* [INSTRUCTIONS TO FOLLOW] Lay out the rows below as a JSON list of strings, one string per line and no blank lines, starting at the line that contains "short sleeve, each" and running through the end of the rows, both ends included.

[Object pointing dataset rows]

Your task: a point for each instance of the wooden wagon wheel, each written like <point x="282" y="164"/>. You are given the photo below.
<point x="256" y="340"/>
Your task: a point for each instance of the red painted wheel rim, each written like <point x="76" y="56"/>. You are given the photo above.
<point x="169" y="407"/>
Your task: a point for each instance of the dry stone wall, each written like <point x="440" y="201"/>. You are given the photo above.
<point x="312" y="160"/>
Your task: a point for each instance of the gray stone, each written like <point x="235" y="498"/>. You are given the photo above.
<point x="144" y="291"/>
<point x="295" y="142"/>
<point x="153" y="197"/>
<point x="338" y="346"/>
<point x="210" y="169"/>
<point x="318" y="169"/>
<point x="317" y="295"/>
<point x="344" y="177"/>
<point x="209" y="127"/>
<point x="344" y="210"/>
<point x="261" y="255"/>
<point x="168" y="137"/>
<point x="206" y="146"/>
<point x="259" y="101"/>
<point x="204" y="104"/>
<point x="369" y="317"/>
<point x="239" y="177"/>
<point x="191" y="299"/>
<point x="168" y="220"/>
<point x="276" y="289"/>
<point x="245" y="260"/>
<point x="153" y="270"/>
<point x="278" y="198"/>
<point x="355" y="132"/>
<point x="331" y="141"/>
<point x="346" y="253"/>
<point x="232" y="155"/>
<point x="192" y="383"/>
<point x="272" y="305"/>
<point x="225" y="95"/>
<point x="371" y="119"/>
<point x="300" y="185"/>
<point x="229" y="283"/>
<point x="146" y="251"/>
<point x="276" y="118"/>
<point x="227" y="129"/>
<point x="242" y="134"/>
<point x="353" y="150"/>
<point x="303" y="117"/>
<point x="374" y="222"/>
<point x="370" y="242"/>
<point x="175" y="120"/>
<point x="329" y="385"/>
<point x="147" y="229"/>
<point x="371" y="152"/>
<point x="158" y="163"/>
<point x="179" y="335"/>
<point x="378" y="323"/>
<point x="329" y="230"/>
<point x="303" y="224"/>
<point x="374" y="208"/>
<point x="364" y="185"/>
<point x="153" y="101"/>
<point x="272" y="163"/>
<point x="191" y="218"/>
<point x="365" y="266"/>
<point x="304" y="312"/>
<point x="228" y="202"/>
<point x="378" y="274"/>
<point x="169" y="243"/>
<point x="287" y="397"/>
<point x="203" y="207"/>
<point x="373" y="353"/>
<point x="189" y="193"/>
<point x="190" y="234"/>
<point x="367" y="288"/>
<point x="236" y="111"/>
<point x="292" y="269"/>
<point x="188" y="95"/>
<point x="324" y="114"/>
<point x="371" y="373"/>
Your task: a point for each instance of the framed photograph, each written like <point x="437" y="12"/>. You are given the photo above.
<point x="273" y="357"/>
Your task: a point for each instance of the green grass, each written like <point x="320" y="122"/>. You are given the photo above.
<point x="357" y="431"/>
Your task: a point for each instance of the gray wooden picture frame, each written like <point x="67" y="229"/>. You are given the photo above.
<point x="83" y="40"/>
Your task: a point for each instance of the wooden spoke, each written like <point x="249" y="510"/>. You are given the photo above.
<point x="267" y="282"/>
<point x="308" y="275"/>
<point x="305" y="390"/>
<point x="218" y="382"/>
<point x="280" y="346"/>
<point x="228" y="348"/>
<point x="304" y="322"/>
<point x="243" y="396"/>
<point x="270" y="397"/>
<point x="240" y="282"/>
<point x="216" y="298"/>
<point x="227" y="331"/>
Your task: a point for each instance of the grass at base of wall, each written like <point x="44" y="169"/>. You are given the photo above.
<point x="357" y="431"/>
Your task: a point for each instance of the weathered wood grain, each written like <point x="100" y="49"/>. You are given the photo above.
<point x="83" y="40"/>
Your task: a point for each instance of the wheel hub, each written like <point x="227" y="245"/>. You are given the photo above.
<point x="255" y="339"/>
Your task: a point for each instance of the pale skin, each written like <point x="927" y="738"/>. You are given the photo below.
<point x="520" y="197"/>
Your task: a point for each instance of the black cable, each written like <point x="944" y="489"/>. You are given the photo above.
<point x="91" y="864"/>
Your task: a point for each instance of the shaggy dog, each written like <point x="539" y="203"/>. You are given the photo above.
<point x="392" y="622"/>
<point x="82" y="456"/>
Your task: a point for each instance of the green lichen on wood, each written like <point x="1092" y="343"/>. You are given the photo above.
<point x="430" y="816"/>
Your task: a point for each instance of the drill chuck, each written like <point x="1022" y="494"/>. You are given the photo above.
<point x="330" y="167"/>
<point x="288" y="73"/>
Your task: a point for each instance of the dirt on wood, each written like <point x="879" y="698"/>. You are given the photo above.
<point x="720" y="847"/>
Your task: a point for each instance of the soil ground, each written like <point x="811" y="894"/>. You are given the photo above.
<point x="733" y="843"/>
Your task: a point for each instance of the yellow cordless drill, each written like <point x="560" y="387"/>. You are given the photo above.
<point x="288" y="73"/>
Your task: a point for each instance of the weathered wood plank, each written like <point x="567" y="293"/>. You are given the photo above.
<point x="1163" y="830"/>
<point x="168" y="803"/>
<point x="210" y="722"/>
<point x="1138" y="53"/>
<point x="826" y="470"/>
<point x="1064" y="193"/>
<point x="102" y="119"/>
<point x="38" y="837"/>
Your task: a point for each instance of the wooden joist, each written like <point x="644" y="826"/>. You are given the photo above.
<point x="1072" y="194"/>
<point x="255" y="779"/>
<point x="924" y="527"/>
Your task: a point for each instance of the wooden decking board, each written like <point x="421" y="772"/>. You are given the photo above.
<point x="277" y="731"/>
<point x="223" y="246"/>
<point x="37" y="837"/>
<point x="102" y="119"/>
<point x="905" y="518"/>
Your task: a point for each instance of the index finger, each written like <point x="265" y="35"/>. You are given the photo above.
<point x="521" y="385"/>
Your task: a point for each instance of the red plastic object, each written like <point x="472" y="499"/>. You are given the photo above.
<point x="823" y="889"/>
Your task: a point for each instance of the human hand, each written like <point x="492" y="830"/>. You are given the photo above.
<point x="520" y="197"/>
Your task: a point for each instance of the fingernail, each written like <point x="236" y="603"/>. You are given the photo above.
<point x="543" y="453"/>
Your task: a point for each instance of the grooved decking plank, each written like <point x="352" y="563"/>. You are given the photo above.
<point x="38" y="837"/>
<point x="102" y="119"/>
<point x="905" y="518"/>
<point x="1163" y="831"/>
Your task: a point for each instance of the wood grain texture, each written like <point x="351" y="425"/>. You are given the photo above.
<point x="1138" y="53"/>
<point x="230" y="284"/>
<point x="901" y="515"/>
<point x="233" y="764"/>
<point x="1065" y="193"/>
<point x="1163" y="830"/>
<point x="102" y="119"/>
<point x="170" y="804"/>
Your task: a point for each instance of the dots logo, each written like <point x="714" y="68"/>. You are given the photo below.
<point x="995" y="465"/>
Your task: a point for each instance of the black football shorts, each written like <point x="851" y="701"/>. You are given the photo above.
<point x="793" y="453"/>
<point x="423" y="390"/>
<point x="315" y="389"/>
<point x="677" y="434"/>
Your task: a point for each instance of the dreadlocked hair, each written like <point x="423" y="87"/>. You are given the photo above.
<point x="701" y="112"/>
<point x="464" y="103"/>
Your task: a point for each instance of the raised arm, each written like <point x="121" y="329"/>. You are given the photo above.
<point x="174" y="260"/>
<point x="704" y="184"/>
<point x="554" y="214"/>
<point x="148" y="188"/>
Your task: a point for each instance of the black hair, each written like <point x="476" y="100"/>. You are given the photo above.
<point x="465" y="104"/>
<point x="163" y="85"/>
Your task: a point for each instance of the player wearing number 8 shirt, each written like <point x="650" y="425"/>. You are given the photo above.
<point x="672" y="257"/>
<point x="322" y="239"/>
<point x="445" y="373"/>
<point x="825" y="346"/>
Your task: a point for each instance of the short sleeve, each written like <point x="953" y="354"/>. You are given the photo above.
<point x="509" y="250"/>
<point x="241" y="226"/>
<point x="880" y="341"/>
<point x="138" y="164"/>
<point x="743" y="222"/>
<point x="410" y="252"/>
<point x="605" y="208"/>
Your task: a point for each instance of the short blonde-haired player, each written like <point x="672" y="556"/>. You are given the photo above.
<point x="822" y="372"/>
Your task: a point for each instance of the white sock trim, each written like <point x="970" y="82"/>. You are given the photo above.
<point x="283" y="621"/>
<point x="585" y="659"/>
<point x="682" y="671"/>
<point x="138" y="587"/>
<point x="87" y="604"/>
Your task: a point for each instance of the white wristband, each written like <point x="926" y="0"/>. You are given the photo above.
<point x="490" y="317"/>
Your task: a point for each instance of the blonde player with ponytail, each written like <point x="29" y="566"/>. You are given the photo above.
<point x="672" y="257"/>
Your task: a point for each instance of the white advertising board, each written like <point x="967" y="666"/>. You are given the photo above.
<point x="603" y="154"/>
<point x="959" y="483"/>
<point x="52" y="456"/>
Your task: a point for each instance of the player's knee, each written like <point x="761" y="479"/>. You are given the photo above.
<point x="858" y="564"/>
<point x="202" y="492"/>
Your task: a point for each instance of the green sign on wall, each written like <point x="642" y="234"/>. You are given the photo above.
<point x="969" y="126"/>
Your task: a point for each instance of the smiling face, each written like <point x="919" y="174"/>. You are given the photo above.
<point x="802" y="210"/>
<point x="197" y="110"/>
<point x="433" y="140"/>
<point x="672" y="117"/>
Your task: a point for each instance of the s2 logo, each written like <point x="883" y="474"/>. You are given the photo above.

* [TASK OUTPUT]
[
  "Your task: a point for each instance of the short sleeve, each written like <point x=\"953\" y=\"354\"/>. You are given the photo above.",
  "<point x=\"509\" y=\"250\"/>",
  "<point x=\"241\" y=\"226\"/>",
  "<point x=\"880\" y=\"341\"/>",
  "<point x=\"138\" y=\"164\"/>",
  "<point x=\"743\" y=\"222\"/>",
  "<point x=\"410\" y=\"252\"/>",
  "<point x=\"605\" y=\"208\"/>",
  "Your task: a point for each instance of the short blonde-haired player, each written like <point x=\"672\" y=\"556\"/>. You are given the photo above.",
  "<point x=\"822\" y=\"372\"/>",
  "Your task: a point for each instance of the white sock trim, each written like <point x=\"970\" y=\"82\"/>. You are given the photo above.",
  "<point x=\"283\" y=\"621\"/>",
  "<point x=\"585\" y=\"659\"/>",
  "<point x=\"682\" y=\"671\"/>",
  "<point x=\"138\" y=\"587\"/>",
  "<point x=\"87\" y=\"604\"/>",
  "Your task: a point for each instance of the white wristband, each written like <point x=\"926\" y=\"0\"/>. You are given the photo above.",
  "<point x=\"490\" y=\"317\"/>",
  "Your task: a point for each instance of the blonde player with ponytail, each written like <point x=\"29\" y=\"566\"/>. You are given the photo above.",
  "<point x=\"672\" y=\"257\"/>",
  "Your task: a point for each instance of the white advertising board, each written like <point x=\"967\" y=\"666\"/>. You are given the photo above.",
  "<point x=\"603\" y=\"154\"/>",
  "<point x=\"959\" y=\"483\"/>",
  "<point x=\"52\" y=\"456\"/>",
  "Your task: a point for each instance of the player's knee, each written like <point x=\"761\" y=\"479\"/>. You are given the photo above.",
  "<point x=\"858\" y=\"564\"/>",
  "<point x=\"202\" y=\"492\"/>",
  "Your task: a point for each instance of the green sign on wall, each written like <point x=\"642\" y=\"234\"/>. You are given the photo above.",
  "<point x=\"969\" y=\"126\"/>",
  "Your task: a point for each instance of the smiling face, each written like <point x=\"919\" y=\"174\"/>. You are given the photo above.",
  "<point x=\"802\" y=\"210\"/>",
  "<point x=\"197\" y=\"110\"/>",
  "<point x=\"433\" y=\"140\"/>",
  "<point x=\"672\" y=\"117\"/>",
  "Your task: a point for each instance of the s2 logo, each written like <point x=\"883\" y=\"474\"/>. You are given the photo above."
]